WHAT TO PRODUCE:
Copy the records below word for word, keeping every line and leaving the pictures out.

EXERCISE MATERIALS:
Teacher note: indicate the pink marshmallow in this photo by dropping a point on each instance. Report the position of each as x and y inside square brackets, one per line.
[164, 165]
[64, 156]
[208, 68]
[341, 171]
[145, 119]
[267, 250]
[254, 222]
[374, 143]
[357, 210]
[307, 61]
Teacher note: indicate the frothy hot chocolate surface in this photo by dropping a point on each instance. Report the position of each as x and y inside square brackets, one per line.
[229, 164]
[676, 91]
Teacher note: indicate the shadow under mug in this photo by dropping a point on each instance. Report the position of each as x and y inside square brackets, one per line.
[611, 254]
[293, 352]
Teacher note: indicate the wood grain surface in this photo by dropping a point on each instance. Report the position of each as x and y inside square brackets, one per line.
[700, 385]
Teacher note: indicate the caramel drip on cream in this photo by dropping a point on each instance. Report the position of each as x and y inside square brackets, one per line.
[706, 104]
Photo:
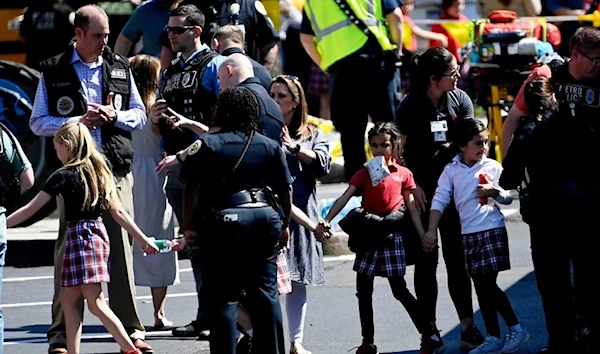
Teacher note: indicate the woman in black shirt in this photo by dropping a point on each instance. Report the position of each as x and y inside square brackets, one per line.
[426, 120]
[88, 188]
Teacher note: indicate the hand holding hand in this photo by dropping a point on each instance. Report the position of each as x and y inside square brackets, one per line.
[168, 161]
[105, 113]
[420, 199]
[429, 241]
[179, 244]
[150, 247]
[158, 108]
[284, 239]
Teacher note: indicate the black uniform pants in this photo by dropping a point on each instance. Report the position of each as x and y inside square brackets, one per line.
[364, 293]
[459, 283]
[570, 238]
[242, 255]
[360, 87]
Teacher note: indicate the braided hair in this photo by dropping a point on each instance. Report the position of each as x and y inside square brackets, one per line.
[237, 111]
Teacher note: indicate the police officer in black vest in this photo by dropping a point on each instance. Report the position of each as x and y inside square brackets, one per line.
[249, 15]
[230, 40]
[88, 83]
[237, 70]
[556, 160]
[234, 216]
[188, 90]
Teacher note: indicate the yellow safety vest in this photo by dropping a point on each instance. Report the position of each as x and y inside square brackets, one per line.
[336, 34]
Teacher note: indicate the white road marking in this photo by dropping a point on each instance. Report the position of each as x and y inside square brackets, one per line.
[48, 303]
[182, 270]
[84, 338]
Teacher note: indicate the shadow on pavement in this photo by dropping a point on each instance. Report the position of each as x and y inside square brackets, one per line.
[526, 302]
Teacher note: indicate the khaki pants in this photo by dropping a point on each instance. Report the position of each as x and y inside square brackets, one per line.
[121, 289]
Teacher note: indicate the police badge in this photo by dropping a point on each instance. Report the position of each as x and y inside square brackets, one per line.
[195, 147]
[65, 105]
[118, 102]
[590, 96]
[186, 79]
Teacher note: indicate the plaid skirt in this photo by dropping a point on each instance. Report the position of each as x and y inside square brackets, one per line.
[486, 251]
[86, 254]
[388, 261]
[284, 284]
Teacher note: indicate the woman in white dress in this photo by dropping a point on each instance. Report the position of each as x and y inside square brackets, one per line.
[152, 212]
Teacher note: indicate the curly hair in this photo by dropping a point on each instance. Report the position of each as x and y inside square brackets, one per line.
[237, 110]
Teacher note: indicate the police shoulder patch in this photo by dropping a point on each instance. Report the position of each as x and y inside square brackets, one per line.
[195, 147]
[260, 8]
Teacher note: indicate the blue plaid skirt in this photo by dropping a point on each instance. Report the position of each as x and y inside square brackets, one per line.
[486, 251]
[388, 261]
[86, 254]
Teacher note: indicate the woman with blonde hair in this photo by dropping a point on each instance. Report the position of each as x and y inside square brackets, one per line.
[149, 196]
[307, 154]
[88, 188]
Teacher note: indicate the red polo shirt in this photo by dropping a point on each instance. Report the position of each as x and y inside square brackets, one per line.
[385, 197]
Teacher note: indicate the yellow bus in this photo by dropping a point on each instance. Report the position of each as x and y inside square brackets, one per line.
[10, 47]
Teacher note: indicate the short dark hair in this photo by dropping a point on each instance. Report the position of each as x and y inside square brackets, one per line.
[466, 129]
[585, 39]
[193, 15]
[386, 128]
[538, 96]
[433, 62]
[83, 16]
[237, 110]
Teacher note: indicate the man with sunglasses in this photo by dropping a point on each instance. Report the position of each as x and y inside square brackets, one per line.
[555, 159]
[188, 91]
[261, 37]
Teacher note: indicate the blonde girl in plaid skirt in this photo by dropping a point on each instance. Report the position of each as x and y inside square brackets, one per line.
[87, 185]
[471, 179]
[389, 261]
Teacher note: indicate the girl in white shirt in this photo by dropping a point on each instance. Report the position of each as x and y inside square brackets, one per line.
[471, 179]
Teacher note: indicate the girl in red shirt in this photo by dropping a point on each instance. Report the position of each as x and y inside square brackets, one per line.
[390, 260]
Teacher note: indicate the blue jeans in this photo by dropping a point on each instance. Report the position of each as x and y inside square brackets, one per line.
[2, 256]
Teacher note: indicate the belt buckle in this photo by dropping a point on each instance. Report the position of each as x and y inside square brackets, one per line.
[253, 196]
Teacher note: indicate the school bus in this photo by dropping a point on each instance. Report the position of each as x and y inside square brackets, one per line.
[10, 46]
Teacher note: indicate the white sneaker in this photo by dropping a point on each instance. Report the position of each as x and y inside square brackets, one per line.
[491, 345]
[515, 340]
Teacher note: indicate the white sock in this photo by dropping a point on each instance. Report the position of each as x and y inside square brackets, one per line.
[517, 328]
[497, 340]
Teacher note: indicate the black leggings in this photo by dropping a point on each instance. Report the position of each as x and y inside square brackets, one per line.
[459, 284]
[364, 293]
[493, 301]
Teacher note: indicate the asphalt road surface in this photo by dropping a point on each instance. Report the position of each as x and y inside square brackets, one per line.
[332, 323]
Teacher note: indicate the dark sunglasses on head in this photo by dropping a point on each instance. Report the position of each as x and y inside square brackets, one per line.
[178, 29]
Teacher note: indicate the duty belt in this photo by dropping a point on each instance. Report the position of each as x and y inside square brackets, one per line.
[254, 198]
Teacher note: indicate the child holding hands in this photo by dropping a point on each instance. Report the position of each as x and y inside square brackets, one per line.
[88, 187]
[388, 261]
[471, 179]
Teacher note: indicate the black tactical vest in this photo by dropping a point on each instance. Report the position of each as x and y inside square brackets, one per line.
[579, 99]
[66, 100]
[182, 88]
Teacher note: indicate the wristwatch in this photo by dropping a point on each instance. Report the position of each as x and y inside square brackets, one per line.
[296, 149]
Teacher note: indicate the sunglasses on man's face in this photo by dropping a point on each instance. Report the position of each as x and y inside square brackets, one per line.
[178, 29]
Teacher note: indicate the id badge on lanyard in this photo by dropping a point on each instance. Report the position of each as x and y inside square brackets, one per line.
[439, 129]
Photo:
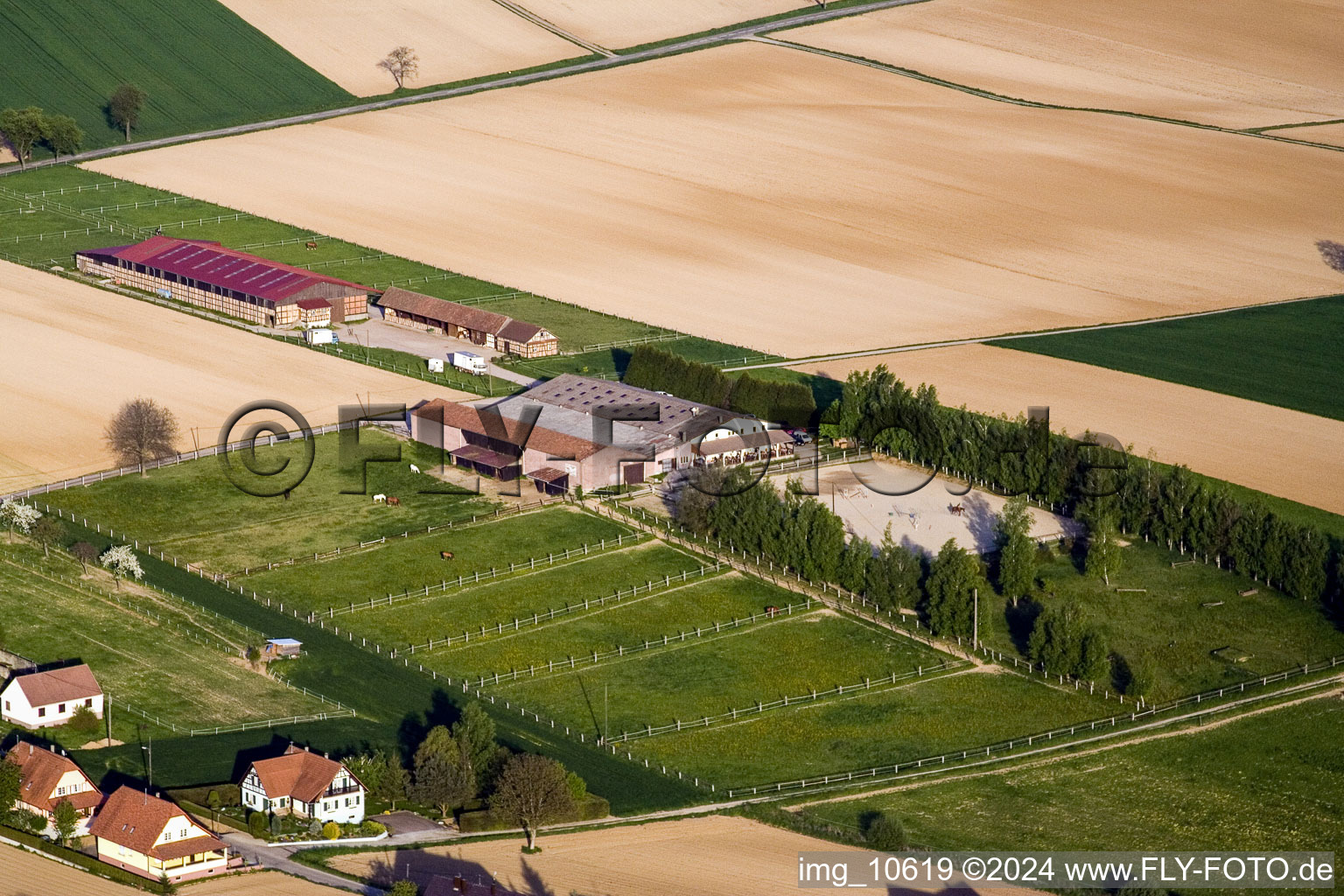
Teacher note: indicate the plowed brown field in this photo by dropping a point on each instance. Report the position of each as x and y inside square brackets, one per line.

RESPONSE TO THIS TASK:
Teacher note: indicate the pink marshmallow in this photo by dropping a point on each instance. Report the position of each as x and y inside square brackets, one per line.
[164, 165]
[64, 156]
[208, 68]
[341, 171]
[145, 119]
[267, 250]
[254, 222]
[374, 143]
[357, 210]
[307, 61]
Teacher note: indicate the frothy hot chocolate surface in this photo by dropping a point on each instance. Report the position of each as x and y inside square brackets, one per line.
[229, 164]
[676, 91]
Teacher note: indicate the shadow under mug in this photo by dropping a point on each instance. Report the position of each as x and y inside square brackets, one per line.
[611, 254]
[293, 352]
Teacher note: indicate the wood grain surface in this photo by dropping a point on each instance. Report the position of each as x and y inside square brackets, one per line.
[700, 385]
Teacher note: indicate the caramel drip on cream in this photo by dropping a point on each instance. Report the position of each as x and y inside square brackets, one per line.
[706, 104]
Photo:
Teacher note: indicate the woman in black shirt in this photo by dropping a point on each instance. Report the position of each as x and y inside square brackets, one per line.
[426, 120]
[88, 188]
Teacher note: indicate the hand holding hand in this photo by dropping a point on each instance. Report the position of each as x and y inside square brackets, one per line.
[168, 161]
[105, 113]
[420, 199]
[429, 241]
[179, 244]
[150, 247]
[158, 108]
[284, 239]
Teacher note: indicate the black uniform pants in this photo by dropping a point on each instance. Report the position of each as x and y inside square brackets, one per line.
[364, 293]
[459, 283]
[570, 238]
[242, 255]
[360, 87]
Teacher note: indicate the braided hair in this photo by dropping a point on each instance. Report the position of each as x and y inside square brackets, one per line.
[237, 111]
Teacher note: indicate the police officer in black vest in this photo by dropping a point on each instance. Report the position of each as x and y inside square brackets, one per line.
[249, 15]
[230, 40]
[88, 83]
[237, 70]
[556, 160]
[234, 216]
[188, 90]
Teacher note: indicate the yellow safety vest in this photo by dropping a point on each instance. Report the position of each as x and y inside square brackets, one per line.
[336, 34]
Teacher note: indicate the white road marking in this photo by dropping a point on each instance. Report the position of each as x and y inside square brackets, one per line.
[48, 303]
[182, 270]
[84, 338]
Teacher note: indicate the shadow on pavement in this photo by dropping a point on each instance. Report the position of each as x and y inside square brackets, one per line.
[526, 302]
Teacher note: indicate the khaki pants in this photo by dropping a point on each instance. Report the position of each as x and y inside square brackets, one per line.
[121, 289]
Teacher note: indicate the police badge in this photo by dropping a point on each instance. Report the position of each as x and y inside square brackets, one per line.
[195, 147]
[65, 105]
[118, 102]
[590, 96]
[186, 79]
Teacher note: indicate the plaid skirt in this photo by dropping a point on each instance. Report the position of each as x and y inside square brackets, one per line.
[486, 251]
[86, 254]
[388, 261]
[284, 284]
Teacher note: indicate the woman in white dress in this photo by dropping a point on each instance. Report the position of each as x and y inside square brackets, one per line.
[152, 212]
Teacher note: indicate the curly hair in this photo by dropping a point on each instance. Report the position of each as x and y inside square brackets, one per line.
[237, 110]
Teacher note: indicate the police shoulder patch in this photo by dropping a point on each instance. Report the position of each as x and y inside square brackets, one per line.
[195, 147]
[260, 8]
Teacher note: indicate the blue plaid skirt in this photo by dropping a point on each instance. Report the position of each as x and y inside square brackets, one per line.
[486, 251]
[388, 261]
[86, 254]
Teacher note: indicate the woman with blonde hair in this photo by dropping a point on each instance. Report the position of each as x and y inside square brackets, one per line.
[149, 196]
[307, 154]
[88, 188]
Teacher note: indicate the red polo shirt in this photo by dropping a point on each instance. Report the position of each as x and y inside square brackets, one per line.
[385, 197]
Teacher note: indicate the yellow bus in this photo by dropping a point on each instance. Report the position of each as x and y inside square brackets, one per line.
[10, 47]
Teacher note: indicate the short dark hair in this photo by dropping a point on each instance. Report the position of each as x and y inside square brackets, one per line.
[466, 129]
[585, 39]
[193, 15]
[386, 128]
[538, 96]
[433, 62]
[83, 16]
[237, 110]
Teacher note: indicate the man with sunglasses in this photo by dropping a point on each instance. Report the position of each as x and y inside square brackets, one per line.
[555, 159]
[188, 91]
[261, 37]
Teacher note: indicate the blonde girl in plaid skirt in this photo by dropping a point on each instance. Report the position of each as x and y inside square brackets, one per line.
[87, 185]
[471, 179]
[389, 261]
Teacher note: indicate the girl in white shirt in this photo by dropping a point on each instance. Report the position of each as x and y inside square brackets, one per line.
[471, 179]
Teacher note: indicate the girl in red shirt in this photo by dropping a point on each instance. Report the position of each as x and y inside square brackets, one per line.
[390, 260]
Teacher note: indicate the blue jeans in this photo by dropping a point on each instance. Report the position of each as x and y inside square brackets, one per line.
[2, 256]
Teacher note: indicate the belt buckle in this photo by dropping a point on each instance. Report the position of each as x and y inside square brackets, one per line.
[253, 196]
Teacher note: indicate the school bus in this photo by dropping a point on each instance. Report the position of each as x and y inside square brackets, one per line.
[10, 46]
Teacher note: indicate the white sneaker in this photo by dropping a point on each instance. Report the position of each as x and y inside square brackets, one per line.
[491, 345]
[515, 340]
Teacher note: indicate the white sock in this photo by dropping a point on each instance. Report the position of each as x and y inside square brackets, one per line.
[517, 328]
[497, 340]
Teacher note: indicate the black leggings in this photo by dropping a point on each instance. Report the position of each as x and y inside square brackets, one per line.
[459, 284]
[364, 293]
[493, 301]
Teacher note: indicate the asphalt road surface in this photo by dropping a point on each instance. Report the position of each as x and y inside square brackets, one per line.
[332, 323]
Teacher note: indicate the dark sunglasses on head in this photo by dropping a point on each instance. Report the position of each as x and y inside square brackets, one per line.
[178, 29]
Teacher note: indicate the duty belt in this photo by dropping a point on each instance. Report the position of each as x and y inside square brackets, one per line.
[254, 198]
Teacher note: indicate the child holding hands in this photo by dropping a point on each instance. Report the position of each as x and y inside square brackets, one per line.
[88, 187]
[388, 261]
[471, 179]
Teacher note: indicate the black tactical vest in this photo by dropping a point on each instance. Report the position of each as x and y inside square brackets, one per line.
[579, 99]
[66, 100]
[182, 88]
Teacher note: indicate the wristwatch in this photo by dropping a point on each instance. Report the position of each as x and y inside square brackets, one per line.
[296, 149]
Teacher note: indicate the sunglasses on man's face in this photo by dropping a point on each instance. Report the position of each as x and y inside square brackets, one per line.
[178, 29]
Teacher note: indicate the id badge on lanyard in this photo by dropping a point on each instance. Report the position of each as x and y inside square brackets, one per line.
[439, 129]
Photo:
Teacher note: indicate the plowed brown field in this photo by dropping a point on each instance. Report the position of each as x and y inside square brackets, one per line.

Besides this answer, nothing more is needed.